Start of MATERIAL TO PROCESS
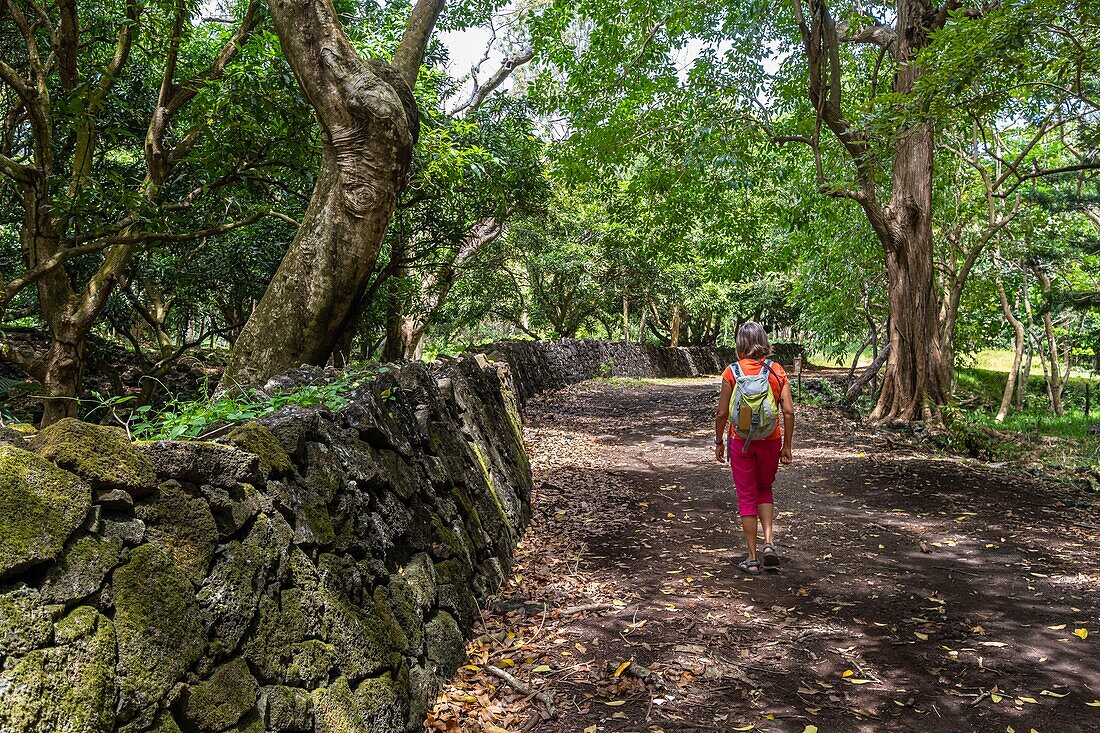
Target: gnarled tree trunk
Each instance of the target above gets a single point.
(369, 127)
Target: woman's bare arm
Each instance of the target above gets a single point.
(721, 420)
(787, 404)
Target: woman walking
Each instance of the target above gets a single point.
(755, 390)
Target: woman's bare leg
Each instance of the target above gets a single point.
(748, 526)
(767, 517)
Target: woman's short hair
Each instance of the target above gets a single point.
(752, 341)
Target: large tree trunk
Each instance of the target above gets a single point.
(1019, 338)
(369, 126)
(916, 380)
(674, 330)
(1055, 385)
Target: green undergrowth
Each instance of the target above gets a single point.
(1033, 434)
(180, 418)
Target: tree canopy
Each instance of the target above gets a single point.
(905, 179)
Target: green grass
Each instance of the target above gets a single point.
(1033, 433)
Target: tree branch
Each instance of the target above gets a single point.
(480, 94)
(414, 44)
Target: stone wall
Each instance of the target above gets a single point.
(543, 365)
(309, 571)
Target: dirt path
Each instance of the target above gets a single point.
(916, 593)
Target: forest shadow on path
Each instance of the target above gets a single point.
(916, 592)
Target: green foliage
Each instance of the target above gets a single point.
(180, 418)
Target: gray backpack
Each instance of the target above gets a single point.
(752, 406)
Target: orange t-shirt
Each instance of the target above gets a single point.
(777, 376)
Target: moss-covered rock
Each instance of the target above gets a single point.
End of MATERIAL TO PROCESS
[PROBLEM TO WORK ON]
Edit the records above by replacing "woman's" with "hiker's" wherever it appears, leaving everything else unchanged and omitting the pictures.

[SOLUTION TO THIS EXERCISE]
Target: gnarled tree trunk
Each instance of the target above gets a single point.
(369, 127)
Target: hiker's bare arm
Each instance of the target above gets a single point.
(721, 420)
(787, 404)
Target: woman walking
Each instance of the target above gets a single point.
(755, 390)
Target: hiker's bare leg
Each instance of the target above gets a single point.
(748, 526)
(767, 517)
Target: hiker's short hair
Each instance of the target above gets a single point.
(752, 341)
Target: large tree trunk
Each instance of the target above gets a single point.
(1019, 338)
(369, 126)
(916, 380)
(674, 330)
(1055, 385)
Target: green undergrowth
Each instance of the target above gets a single point.
(1033, 434)
(180, 418)
Target: tree canopy
Each instance of the target above gets a single point.
(905, 179)
Target: green grass
Each instance of the target above gets a single point.
(1033, 433)
Target: tree branch
Each instance of the target above gets a single point.
(480, 94)
(414, 44)
Target: stone wall
Each instance of the target above gets a single point.
(543, 365)
(309, 571)
Target: dirt path
Each instance of the target above gets a single point.
(916, 593)
Target: forest shadow on path
Each instance of the target above gets a single point.
(916, 592)
Target: green foliage
Each instance of the target above gets a single point.
(180, 418)
Target: gray backpack
Each instance of the target above gets a single point.
(752, 406)
Target: orange t-shirt
Each instance of the target above gets a single point.
(777, 376)
Target: moss-covered rock
Each instance of the target above gets a single point.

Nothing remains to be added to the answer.